Problem to work on => Please report each line of the records below that contains the word "roof", copying every such line in full.

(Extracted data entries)
════════════════════

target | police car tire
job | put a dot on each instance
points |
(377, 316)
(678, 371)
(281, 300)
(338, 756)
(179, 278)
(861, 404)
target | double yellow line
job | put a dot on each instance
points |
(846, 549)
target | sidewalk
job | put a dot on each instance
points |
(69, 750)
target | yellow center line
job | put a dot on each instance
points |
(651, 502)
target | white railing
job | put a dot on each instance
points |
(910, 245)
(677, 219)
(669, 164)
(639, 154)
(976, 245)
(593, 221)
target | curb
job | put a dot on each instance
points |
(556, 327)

════════════════════

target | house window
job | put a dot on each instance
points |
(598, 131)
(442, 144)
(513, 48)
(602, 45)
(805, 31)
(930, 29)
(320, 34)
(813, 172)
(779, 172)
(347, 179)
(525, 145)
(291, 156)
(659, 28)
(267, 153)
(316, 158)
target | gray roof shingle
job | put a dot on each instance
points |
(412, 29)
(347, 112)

════════════════════

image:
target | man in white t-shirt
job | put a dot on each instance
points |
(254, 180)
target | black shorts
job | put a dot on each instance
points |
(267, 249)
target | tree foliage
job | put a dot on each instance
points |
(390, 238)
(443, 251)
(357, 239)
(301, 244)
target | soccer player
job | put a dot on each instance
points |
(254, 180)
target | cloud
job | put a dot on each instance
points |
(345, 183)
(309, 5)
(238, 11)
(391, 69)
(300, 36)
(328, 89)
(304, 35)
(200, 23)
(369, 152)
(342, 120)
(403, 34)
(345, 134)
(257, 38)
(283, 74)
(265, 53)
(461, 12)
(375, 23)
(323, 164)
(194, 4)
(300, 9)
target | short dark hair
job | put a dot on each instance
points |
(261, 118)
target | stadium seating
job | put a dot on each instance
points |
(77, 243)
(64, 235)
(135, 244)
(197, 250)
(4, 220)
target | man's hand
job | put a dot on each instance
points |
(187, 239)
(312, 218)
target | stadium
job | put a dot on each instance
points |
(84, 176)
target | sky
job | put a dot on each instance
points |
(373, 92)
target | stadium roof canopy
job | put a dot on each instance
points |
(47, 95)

════════════════════

Result for this exercise =>
target | gray roof shingle
target | stadium roof canopy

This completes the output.